_依頼文 A_
スパイダーマンに関する文章のうち、「長い歴史のあるスパイダーマン」から「ターの歴史が構成されている。」までを一字一句そのまま書き写してください。
_依頼文 B_
スパイダーマンに関する文章と次の(i)〜(iii)が合っているかを、それぞれ「はい」か「いいえ」で答え、判断の根拠となる文章中の語句をそのまま引用してください。
(i) スパイダーマンは初登場から56年が経過している。
(ii) 原作コミックを100%忠実に再現した映画が存在する。
(iii) 『Spider-Geddon』にはPS4版スパイダーマンも登場する。
_依頼文 C_
スパイダーマンに関する文章によると、『Marvel’s Spider-Man』はどの機種用のタイトルですか。

_提示文章_
+ + +
初登場から56年が経過したスパイダーマン。そんな彼の物語を追体験できるPlayStation 4用タイトル『Marvel’s Spider-Man』はもうプレイしただろうか。
長い歴史のあるスパイダーマンだが、実は原作であるコミックを100%忠実に再現している映画やゲームはない。どれもオリジナル要素を多分に含んだ、コミックとは別の世界を舞台にしたものとなっている。
それは本作も例外ではなく、コミックや映画シリーズとは繋がりのないオリジナルの世界【※1】を舞台にしているのだ。ご存知の方も多いと思うが、アメリカのスーパーヒーローコミックの多くは、同じキャラクターであっても作品によって作者【※2】が異なり、数えきれないほどの多数の作者によってキャラクターの歴史が構成されている。
※1 繋がりのないオリジナルの世界
繋がりがないとは言ったものの、非常に厳密に言えばコミックでは映画や日本の特撮版などありとあらゆるスパイダーパーソン(女性もいる)の世界がつながる後述の『スパイダーバース』というシリーズが展開されており、その続編である最新シリーズ『Spider-Geddon』には今回紹介するPS4版スパイダーマンも登場する。ここで言う”繋がりのない”は、映画やコミックの続編や前日譚ではなく、あくまで歴史・時系列的な整合性をとらないパラレルワールドが舞台であるという意味である。
+ + +
_提供項目_
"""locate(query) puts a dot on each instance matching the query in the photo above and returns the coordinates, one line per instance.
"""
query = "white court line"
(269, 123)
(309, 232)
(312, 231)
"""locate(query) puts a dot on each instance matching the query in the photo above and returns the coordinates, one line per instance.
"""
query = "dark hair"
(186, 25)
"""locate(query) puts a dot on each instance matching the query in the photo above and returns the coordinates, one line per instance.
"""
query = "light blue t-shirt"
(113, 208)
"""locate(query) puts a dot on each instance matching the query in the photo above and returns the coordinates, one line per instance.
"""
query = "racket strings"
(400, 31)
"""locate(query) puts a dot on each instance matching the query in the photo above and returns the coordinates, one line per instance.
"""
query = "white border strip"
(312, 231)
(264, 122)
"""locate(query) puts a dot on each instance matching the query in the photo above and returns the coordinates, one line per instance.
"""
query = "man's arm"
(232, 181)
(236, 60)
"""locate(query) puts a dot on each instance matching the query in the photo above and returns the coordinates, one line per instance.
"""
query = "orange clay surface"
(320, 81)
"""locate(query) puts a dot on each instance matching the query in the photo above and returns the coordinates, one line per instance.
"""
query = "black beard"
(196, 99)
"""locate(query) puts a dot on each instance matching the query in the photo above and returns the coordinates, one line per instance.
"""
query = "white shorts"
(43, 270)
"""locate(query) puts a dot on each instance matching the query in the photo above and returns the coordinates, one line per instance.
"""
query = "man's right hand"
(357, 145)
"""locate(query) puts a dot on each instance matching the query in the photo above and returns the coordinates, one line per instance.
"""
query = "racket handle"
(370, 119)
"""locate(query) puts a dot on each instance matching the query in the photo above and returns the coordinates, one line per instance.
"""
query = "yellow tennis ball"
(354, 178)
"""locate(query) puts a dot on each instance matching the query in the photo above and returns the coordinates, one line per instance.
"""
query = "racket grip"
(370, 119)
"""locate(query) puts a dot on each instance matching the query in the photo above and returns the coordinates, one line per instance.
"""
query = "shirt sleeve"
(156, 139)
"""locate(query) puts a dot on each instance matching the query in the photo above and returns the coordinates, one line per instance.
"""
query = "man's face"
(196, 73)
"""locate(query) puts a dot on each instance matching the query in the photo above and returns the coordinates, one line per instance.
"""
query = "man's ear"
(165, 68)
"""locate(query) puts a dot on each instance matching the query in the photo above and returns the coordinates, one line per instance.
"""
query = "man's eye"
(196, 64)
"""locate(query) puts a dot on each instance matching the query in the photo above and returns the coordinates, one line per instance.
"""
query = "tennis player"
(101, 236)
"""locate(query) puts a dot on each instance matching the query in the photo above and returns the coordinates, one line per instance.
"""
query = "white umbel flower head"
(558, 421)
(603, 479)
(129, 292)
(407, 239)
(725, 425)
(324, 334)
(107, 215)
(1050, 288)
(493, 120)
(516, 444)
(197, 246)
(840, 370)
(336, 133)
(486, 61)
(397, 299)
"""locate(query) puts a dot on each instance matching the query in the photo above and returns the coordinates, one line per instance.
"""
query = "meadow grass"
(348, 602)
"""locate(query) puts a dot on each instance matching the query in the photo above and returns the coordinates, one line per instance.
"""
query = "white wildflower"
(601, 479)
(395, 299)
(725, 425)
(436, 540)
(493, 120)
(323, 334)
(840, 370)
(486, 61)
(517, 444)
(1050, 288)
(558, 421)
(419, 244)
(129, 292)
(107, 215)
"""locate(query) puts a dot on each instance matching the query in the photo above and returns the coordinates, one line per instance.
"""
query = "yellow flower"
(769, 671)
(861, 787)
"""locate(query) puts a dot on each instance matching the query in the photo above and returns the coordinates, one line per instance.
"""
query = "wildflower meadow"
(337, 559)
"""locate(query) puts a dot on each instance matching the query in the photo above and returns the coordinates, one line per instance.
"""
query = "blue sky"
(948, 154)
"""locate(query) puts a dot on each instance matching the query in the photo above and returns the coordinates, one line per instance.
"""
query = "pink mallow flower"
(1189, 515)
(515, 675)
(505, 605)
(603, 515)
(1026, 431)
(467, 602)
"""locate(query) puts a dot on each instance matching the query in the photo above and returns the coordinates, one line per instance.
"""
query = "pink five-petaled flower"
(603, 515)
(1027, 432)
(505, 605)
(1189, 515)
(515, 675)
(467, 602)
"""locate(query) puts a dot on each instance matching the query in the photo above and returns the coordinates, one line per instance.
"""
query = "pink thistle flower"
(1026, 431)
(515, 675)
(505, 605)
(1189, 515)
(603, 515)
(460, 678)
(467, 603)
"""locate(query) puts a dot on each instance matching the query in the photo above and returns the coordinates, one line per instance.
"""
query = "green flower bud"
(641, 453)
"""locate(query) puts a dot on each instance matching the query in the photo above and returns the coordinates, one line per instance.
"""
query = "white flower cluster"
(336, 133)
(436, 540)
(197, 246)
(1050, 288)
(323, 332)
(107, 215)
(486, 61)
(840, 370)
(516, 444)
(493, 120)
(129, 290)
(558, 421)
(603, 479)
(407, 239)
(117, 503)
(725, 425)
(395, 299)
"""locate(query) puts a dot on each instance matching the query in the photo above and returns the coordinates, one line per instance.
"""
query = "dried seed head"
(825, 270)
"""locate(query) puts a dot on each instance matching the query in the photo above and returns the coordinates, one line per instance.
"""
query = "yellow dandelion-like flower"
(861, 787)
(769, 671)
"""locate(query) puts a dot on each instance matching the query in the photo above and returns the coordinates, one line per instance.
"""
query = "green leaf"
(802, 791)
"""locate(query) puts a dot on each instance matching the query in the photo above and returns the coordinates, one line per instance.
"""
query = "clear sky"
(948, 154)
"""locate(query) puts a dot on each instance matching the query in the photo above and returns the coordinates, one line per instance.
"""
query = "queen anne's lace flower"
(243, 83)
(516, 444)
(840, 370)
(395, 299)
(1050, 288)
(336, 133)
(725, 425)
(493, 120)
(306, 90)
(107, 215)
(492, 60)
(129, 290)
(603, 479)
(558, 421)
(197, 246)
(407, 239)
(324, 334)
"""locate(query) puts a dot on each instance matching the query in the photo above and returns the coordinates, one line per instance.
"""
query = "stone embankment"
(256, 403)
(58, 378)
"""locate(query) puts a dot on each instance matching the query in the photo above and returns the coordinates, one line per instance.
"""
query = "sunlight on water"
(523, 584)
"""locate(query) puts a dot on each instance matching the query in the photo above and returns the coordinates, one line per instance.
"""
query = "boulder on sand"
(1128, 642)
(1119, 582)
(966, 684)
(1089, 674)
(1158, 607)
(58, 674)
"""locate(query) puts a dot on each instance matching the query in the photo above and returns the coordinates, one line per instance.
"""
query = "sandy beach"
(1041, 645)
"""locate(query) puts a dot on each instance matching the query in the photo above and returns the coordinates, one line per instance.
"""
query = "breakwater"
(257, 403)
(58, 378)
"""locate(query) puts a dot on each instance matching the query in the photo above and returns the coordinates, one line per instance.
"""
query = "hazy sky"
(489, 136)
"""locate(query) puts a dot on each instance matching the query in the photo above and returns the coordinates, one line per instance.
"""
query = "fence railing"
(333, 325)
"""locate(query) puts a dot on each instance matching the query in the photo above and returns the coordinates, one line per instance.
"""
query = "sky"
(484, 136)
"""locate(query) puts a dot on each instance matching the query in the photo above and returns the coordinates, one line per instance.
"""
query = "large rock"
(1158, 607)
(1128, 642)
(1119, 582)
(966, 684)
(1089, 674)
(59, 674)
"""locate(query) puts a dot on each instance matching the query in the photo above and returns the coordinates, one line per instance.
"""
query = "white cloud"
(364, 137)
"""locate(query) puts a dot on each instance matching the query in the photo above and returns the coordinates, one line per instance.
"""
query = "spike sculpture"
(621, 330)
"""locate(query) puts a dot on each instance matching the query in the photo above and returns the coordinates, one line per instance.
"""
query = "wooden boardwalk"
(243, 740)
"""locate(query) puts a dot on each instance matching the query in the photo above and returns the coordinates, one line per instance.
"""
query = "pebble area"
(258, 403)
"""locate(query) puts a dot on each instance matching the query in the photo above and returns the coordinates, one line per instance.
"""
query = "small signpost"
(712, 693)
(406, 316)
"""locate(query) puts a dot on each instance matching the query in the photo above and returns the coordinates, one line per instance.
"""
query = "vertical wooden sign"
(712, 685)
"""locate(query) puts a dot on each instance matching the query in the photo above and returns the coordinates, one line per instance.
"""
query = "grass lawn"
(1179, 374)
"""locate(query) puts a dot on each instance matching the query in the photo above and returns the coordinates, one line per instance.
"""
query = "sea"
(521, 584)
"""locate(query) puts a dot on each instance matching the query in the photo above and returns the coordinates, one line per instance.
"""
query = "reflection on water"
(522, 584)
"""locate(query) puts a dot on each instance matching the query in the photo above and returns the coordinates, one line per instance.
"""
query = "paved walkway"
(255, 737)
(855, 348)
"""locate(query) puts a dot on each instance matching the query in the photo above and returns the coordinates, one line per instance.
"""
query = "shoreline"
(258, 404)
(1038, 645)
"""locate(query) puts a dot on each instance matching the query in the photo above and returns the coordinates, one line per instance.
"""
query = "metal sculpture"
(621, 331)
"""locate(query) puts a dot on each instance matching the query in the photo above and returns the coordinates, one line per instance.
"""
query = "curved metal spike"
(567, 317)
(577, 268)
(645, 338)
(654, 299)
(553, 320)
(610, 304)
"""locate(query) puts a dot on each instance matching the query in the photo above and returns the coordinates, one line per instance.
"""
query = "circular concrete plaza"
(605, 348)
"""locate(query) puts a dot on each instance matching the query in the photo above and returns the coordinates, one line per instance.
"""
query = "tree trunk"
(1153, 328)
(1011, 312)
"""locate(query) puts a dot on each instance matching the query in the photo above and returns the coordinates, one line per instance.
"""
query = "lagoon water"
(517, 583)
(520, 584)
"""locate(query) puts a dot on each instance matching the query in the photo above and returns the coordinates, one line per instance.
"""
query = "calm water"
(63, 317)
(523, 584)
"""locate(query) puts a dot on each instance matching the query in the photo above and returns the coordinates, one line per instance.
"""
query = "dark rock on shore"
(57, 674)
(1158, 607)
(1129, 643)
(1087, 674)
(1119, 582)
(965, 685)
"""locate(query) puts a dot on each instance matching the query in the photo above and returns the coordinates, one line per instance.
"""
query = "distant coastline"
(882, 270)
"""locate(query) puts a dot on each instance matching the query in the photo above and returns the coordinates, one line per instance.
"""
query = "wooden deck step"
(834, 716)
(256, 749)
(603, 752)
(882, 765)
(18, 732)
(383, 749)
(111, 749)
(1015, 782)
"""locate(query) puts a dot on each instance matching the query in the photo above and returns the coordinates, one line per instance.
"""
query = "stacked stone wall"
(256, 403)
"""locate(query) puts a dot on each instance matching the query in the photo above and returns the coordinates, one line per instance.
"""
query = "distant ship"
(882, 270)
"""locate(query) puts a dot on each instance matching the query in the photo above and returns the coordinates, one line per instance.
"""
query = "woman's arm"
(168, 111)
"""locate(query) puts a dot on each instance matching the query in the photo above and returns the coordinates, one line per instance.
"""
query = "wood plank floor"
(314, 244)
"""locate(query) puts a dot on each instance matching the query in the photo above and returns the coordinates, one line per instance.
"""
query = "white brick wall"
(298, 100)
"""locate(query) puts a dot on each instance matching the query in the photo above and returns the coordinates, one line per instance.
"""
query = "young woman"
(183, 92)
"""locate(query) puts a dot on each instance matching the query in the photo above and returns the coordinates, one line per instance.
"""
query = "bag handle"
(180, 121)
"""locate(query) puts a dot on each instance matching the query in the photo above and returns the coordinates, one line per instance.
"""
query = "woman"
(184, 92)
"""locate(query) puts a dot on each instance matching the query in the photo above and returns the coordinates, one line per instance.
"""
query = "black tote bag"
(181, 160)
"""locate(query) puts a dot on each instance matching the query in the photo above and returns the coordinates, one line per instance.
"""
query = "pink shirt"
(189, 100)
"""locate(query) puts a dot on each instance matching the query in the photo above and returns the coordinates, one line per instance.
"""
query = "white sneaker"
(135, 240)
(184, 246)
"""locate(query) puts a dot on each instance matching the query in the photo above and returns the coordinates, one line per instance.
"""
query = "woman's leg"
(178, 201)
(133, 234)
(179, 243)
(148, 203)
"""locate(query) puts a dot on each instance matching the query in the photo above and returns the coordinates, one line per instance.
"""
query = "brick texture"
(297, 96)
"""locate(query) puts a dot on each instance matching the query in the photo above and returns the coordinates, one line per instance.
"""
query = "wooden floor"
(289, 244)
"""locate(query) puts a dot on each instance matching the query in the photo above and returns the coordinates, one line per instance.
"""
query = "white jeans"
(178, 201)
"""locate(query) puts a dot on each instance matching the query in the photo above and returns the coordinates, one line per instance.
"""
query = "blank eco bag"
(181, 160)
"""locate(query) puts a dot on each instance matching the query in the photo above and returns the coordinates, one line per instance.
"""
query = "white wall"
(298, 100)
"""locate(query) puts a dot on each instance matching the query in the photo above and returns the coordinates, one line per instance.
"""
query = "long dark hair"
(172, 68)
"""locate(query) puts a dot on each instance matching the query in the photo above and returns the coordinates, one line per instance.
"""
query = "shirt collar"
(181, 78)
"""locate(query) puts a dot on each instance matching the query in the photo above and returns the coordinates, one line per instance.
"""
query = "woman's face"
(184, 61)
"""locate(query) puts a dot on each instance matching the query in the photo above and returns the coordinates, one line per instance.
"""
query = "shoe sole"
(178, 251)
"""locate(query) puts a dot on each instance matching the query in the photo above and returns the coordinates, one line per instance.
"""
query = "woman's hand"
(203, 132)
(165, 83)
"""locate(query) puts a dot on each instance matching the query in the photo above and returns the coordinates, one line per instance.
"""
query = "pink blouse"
+ + +
_問題の解答 A_
長い歴史のあるスパイダーマンだが、実は原作であるコミックを100%忠実に再現している映画やゲームはない。どれもオリジナル要素を多分に含んだ、コミックとは別の世界を舞台にしたものとなっている。
それは本作も例外ではなく、コミックや映画シリーズとは繋がりのないオリジナルの世界【※1】を舞台にしているのだ。ご存知の方も多いと思うが、アメリカのスーパーヒーローコミックの多くは、同じキャラクターであっても作品によって作者【※2】が異なり、数えきれないほどの多数の作者によってキャラクターの歴史が構成されている。

_問題の解答 B_
(i) はい。「初登場から56年が経過したスパイダーマン」
(ii) いいえ。「実は原作であるコミックを100%忠実に再現している映画やゲームはない」
(iii) はい。「その続編である最新シリーズ『Spider-Geddon』には今回紹介するPS4版スパイダーマンも登場する」

_問題の解答 C_
PlayStation 4用のタイトルです。